Across the Milky Way, more planet Earths?

Two new discoveries suggest that sunlike solar systems like ours – with life-hosting planets – are more common than previously thought.

Not alone: An artist's illustration of the idea that rocky, terrestrial worlds like the inner planets in our own solar system may be plentiful, and diverse, in the universe.

NASA

February 20, 2008

Fresh discoveries of new worlds around other stars – and the prospect of finding more in our own solar system – are giving the Milky Way an increasingly life-friendly look.

In the process, these and other finds are upending long-held notions of what a solar system should look like and where a livable planet is most likely to be found. Even the definition of a planet is up for grabs, despite a recent attempt among the world's astronomers to settle the issue.

"In our own solar system, there's a pretty clear distinction based on size," says David Morrison, the senior scientist at the National Aeronautics and Space Administration's Astrobiology Institute in Mountain View, Calif. "But as we look at other solar systems, there's no reason to think that these distinctions will survive. We'll probably see all kinds of planets in all kinds of configurations. That's what makes this so exciting."

Two sets of discoveries announced in recent days suggest that the Milky Way hosts many more sunlike solar systems than previously believed.

One team found a solar system that resembles our own, although it's a scaled-down version. The astronomers detected two planets orbiting a star nearly 5,000 light-years away. The star is only half as massive as the sun and the two planets are smaller than Jupiter and Saturn. But after adjusting for these differences, the astronomers found that the two planets orbit their star at roughly the same relative distance as Jupiter and Saturn orbit our sun. Their relative masses are similar. And the estimated temperatures of the new planets are similar to Jupiter's and Saturn's.

Led by Ohio State University astronomer Scott Gaudi, the team's results appear in the current issue of the journal Science.

Another team says it has found evidence of the formation of rocky planets around a significant number of sunlike stars up to 163 light-years away. Using NASA's Spitzer Space Telescope, the team found that at least 20 percent of the 328 stars it observed had dust disks displaying telltale signs that rocky planets were forming close to the host stars.

"The question is: How common are planetary systems like our own around sunlike stars in our galaxy?" says University of Arizona astronomer Michael Meyer, who discussed his team's findings at last weekend's annual meeting of the American Association for the Advancement of Science in Boston. Given the number of sun-like stars in the galaxy, the number of sunlike solar systems at various stages of development could be astronomical.

# Exercise details
Quote the article on sunlike solar systems above from "In the process, these" to "than previously believed.".

# Source data
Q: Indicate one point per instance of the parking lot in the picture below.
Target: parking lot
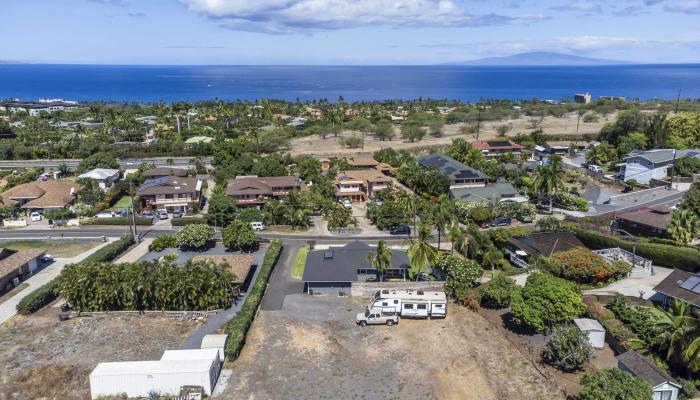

# Written solution
In the process, these and other finds are upending long-held notions of what a solar system should look like and where a livable planet is most likely to be found. Even the definition of a planet is up for grabs, despite a recent attempt among the world's astronomers to settle the issue.

"In our own solar system, there's a pretty clear distinction based on size," says David Morrison, the senior scientist at the National Aeronautics and Space Administration's Astrobiology Institute in Mountain View, Calif. "But as we look at other solar systems, there's no reason to think that these distinctions will survive. We'll probably see all kinds of planets in all kinds of configurations. That's what makes this so exciting."

Two sets of discoveries announced in recent days suggest that the Milky Way hosts many more sunlike solar systems than previously believed.